--- BEGIN ---

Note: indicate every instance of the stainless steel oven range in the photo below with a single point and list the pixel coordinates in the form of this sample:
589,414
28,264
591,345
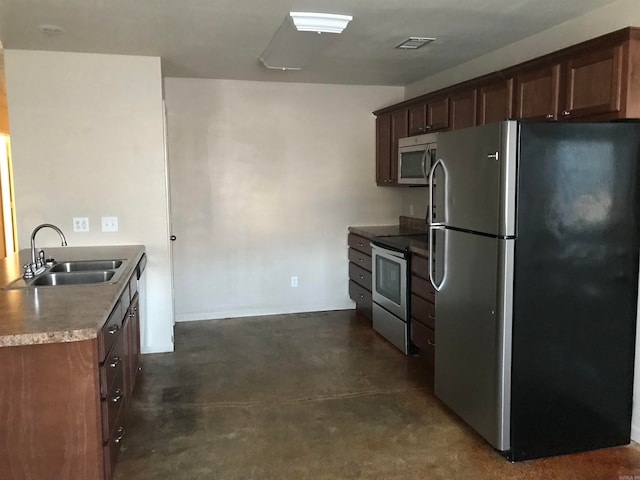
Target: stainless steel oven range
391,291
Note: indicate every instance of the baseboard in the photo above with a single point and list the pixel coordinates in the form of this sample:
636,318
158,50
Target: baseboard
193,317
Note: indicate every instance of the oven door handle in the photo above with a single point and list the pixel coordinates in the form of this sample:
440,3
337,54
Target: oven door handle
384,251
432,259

--- END ---
--- BEGIN ---

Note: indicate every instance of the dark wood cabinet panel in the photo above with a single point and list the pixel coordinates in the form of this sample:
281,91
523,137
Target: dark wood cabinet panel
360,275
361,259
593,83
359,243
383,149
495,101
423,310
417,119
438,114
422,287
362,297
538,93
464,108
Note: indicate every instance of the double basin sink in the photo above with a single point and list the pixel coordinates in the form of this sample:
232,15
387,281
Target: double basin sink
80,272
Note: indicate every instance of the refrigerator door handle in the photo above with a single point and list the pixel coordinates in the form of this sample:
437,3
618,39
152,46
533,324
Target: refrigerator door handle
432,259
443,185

--- END ---

**Exercise prompt**
Collect every line in the items above that contains the word "Target", copying each one as it appears.

**The output**
Target: stainless steel oven range
Target: baseboard
Target: oven door handle
Target: dark wood cabinet panel
Target: double basin sink
Target: refrigerator door handle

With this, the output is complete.